[EXCERTO DO TEXTO]:
•••••

Sinopse
"Apoiou as mãos na pia.
Olheiras e o reflexo. Número sete. Tarja preta. Respirou fundo. Não
queria morrer, apenas acabar com a dor que parecia esmagar o peito.
Angústia de dias. Solidão e lágrimas que não se desgrudavam e já eram
convidadas sem qualquer educação. Olhou mais uma vez para o espelho.
Vermelhos. Sem fim. Joelhos no chão. Dorso pendente. Piso claro molhado.
Olhos fechados e a serenidade da escuridão.
O silêncio e um melódico
ressonar embriagavam o apartamento. Apenas. Nada se mexia. Nem as
plantas ousavam piscar os olhos. Porta aberta. E os gritos subitamente
romperam o silêncio e pararam diante do ressonar. Pausa que durou a
eternidade de todos os sóis. Lágrimas desesperadas tentavam mexer o
corpo. Tentavam. Mais gritos. Respiração profunda e olhos arregalados.
Mais uma vez a serenidade da escuridão. Pernas em movimento e nada se
achava. As agendas haviam sumido, as canetas evaporado, a voz embargara.
Enfim, à procura da salvação, do olhar dele, da palavra não dita."
Opinião
Não devemos julgar um livro pela
capa, é certo. Mas, quando num fundo branco me saltaram à vista as palavras graficamente
apelativas Do Caos, foi inevitável o
desejo de abrir o livro. Portanto, confesso: escolhi o livro pela capa e quando
o folheei e percebi que tinha uma estrutura pouco habitual fiquei ainda mais
curiosa.
Do caos- A Depressão em Fragmentos trata-se de um diário de alguém deprimido, onde nos são apresentados vários textos, ou fragmentos se preferirem, datados entre 2001 e 2004 e divididos em primeiro e segundo livro (honestamente não percebi a divisão nestas duas partes). Este relato deixa-me dividida. Se por um lado gostei da capacidade de por em palavras e de uma forma quase poética o desespero da depressão, por outro lado o caos de vocábulos, a fragmentação das ideias, a distorção das frases incompletas e a mistura de vozes tornou a leitura confusa. Porém, tenho de admitir que possa ter sido esse o propósito. Talvez o objectivo do escritor fosse levar a empatia ao extremo e fazer o leitor sentir o verdadeiro sofrimento de se estar preso dentro de si mesmo, onde não há saída e é impossível a fuga aos círculos viciosos da mente.

•••••

[TAREFA ESCRITA 1]:
Responda a estas perguntas sobre a crítica ao livro Do Caos:
(a) Na sinopse, que número é mencionado logo a seguir a "Olheiras e o reflexo"?
(b) Segundo a opinião, o que levou à escolha do livro?
(c) Entre que anos estão datados os fragmentos do diário?
O texto e as linhas de dados constituem materiais independentes entre si.

Dados de marcação de coordenadas:

•••••

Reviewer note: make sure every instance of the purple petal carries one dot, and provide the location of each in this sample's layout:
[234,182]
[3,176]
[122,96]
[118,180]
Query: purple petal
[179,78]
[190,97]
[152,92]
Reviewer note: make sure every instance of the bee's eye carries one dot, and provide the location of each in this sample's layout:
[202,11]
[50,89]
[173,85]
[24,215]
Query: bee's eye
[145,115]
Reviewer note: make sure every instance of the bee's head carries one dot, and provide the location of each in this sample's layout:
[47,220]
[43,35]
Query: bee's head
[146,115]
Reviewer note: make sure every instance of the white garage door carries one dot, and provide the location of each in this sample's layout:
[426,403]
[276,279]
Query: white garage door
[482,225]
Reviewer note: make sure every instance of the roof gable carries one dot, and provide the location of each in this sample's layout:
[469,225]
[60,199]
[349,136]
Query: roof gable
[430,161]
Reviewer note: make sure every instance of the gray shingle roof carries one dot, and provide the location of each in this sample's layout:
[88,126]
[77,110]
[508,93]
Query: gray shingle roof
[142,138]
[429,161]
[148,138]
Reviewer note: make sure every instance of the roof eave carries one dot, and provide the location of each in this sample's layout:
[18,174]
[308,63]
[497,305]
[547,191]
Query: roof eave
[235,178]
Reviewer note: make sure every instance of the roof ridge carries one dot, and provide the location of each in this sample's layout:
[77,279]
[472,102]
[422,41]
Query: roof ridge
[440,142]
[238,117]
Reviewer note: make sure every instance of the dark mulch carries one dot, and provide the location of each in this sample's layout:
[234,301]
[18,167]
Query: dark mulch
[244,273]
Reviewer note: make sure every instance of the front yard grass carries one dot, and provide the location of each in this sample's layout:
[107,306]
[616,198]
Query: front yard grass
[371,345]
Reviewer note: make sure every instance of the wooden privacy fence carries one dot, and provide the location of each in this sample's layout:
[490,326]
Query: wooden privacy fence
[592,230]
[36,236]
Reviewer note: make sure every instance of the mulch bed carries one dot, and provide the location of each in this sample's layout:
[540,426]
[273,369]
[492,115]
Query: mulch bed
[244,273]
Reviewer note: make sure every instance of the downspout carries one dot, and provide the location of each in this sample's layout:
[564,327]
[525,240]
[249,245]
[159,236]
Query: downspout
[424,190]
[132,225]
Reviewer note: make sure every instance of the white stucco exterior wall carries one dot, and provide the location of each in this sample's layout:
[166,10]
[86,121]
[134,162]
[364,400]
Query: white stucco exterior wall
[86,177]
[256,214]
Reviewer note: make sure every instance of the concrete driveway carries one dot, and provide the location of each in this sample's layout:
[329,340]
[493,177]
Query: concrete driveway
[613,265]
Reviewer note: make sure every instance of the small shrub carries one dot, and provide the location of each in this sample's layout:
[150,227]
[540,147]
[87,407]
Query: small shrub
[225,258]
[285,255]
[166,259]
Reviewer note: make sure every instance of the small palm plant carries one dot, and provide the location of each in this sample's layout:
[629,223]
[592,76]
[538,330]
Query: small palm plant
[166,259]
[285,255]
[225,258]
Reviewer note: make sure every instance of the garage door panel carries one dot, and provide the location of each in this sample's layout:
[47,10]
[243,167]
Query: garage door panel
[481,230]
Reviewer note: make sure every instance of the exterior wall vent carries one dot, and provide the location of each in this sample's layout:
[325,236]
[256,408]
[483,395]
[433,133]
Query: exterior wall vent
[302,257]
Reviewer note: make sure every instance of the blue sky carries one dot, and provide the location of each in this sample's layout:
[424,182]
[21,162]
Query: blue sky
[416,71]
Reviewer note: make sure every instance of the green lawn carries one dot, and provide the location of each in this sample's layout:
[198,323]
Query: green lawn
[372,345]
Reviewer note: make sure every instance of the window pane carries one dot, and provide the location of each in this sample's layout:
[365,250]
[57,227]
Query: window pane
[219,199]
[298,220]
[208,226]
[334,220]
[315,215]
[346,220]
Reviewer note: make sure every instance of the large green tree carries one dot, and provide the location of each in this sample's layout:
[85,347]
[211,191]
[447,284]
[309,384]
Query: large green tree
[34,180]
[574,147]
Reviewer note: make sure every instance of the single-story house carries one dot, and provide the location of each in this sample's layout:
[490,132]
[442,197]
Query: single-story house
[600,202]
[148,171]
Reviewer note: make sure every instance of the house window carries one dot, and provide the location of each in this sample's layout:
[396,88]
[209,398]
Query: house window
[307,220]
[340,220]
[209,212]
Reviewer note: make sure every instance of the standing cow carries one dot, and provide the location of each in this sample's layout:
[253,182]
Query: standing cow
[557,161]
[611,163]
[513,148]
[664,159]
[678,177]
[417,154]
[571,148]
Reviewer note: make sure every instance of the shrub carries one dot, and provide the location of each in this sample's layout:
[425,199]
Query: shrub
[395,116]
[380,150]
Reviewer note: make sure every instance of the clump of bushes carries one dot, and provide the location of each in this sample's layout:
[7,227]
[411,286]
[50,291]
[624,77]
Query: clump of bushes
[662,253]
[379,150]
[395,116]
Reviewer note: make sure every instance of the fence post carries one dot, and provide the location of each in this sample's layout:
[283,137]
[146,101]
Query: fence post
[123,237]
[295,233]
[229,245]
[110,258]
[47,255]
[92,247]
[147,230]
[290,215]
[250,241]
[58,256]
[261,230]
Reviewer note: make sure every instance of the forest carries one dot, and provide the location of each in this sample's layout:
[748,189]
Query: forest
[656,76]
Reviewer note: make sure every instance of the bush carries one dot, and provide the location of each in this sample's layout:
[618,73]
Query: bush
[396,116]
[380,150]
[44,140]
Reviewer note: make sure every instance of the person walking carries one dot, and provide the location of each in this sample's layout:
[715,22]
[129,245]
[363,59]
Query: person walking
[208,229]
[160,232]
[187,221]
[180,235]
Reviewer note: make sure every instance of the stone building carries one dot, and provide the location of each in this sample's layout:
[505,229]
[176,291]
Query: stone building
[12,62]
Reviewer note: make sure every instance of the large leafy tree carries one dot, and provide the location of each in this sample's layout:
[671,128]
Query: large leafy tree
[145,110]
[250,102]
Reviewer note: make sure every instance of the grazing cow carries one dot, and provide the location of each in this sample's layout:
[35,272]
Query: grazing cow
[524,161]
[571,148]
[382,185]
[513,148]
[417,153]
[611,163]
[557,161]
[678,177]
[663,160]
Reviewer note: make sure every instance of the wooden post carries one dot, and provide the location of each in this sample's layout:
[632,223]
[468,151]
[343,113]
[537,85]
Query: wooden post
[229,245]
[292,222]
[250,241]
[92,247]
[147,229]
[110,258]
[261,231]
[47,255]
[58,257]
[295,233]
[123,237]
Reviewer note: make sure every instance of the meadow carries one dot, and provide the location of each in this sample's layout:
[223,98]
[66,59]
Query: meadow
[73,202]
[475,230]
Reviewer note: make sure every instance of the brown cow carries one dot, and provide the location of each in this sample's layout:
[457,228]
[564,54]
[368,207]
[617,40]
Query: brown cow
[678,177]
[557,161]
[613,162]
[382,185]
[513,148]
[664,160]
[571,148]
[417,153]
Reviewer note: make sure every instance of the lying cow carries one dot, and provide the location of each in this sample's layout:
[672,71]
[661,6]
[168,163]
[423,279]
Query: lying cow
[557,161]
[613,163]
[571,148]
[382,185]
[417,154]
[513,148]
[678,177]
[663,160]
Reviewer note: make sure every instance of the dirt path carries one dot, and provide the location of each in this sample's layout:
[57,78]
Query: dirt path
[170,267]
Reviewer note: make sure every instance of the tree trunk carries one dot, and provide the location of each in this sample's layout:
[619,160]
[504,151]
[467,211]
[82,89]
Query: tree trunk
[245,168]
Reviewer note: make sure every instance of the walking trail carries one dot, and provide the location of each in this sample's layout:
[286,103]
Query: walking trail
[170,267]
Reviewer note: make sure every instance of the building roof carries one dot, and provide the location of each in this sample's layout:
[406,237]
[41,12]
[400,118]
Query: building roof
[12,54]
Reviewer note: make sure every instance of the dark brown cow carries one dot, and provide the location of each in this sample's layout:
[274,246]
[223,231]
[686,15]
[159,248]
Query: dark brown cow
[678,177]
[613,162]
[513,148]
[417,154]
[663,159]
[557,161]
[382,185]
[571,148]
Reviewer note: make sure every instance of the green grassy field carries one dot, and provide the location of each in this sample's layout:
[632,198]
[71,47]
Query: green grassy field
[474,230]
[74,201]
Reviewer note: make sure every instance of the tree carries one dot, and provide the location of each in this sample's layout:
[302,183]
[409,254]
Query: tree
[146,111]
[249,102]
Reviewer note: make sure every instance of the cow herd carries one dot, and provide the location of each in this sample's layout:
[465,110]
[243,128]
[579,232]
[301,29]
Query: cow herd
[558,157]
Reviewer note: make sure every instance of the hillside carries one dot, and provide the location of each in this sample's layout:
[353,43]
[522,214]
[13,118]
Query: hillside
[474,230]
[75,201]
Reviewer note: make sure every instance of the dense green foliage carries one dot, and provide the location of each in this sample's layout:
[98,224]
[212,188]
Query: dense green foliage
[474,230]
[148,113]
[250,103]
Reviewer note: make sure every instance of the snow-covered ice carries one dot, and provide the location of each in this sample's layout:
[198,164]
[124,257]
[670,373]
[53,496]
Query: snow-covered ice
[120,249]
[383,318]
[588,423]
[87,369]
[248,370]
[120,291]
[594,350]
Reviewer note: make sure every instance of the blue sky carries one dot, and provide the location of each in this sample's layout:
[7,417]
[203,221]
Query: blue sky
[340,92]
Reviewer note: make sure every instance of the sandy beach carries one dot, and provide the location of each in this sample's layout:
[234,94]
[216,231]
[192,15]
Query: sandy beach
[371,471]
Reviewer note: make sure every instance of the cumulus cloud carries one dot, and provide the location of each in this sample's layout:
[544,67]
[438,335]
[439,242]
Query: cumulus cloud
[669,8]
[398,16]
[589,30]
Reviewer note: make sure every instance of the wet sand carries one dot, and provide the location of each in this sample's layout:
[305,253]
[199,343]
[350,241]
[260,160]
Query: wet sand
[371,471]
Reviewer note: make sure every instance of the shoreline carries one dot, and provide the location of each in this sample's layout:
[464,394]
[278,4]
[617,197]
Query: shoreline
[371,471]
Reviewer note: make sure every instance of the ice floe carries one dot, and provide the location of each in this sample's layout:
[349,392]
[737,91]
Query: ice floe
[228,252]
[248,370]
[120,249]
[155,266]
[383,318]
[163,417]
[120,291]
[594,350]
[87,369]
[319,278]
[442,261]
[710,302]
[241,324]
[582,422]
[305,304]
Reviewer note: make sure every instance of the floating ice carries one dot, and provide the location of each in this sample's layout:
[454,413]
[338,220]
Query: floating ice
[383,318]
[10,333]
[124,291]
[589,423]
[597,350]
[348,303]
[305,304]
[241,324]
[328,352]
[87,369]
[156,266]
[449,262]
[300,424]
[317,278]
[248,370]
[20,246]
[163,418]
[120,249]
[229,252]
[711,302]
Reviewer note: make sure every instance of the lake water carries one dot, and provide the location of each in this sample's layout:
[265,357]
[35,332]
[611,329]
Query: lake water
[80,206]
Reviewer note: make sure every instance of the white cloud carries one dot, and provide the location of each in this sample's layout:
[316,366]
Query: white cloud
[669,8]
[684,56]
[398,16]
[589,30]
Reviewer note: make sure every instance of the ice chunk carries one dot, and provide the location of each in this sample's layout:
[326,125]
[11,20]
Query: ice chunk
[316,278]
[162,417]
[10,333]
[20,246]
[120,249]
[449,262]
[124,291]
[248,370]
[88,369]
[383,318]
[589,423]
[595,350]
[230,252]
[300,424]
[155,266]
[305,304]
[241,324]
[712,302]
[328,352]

•••••

[TAREFA ESCRITA 2]: Liste todas as linhas dos dados que contêm a palavra "house".

[RESULTADO CORRETO 1]:
(a) O número sete.
(b) A capa.
(c) Entre 2001 e 2004.

[RESULTADO CORRETO 2]:
Reviewer note: make sure every instance of the single-story house carries one dot, and provide the location of each in this sample's layout:
Query: single-story house
Reviewer note: make sure every instance of the house window carries one dot, and provide the location of each in this sample's layout:
Query: house window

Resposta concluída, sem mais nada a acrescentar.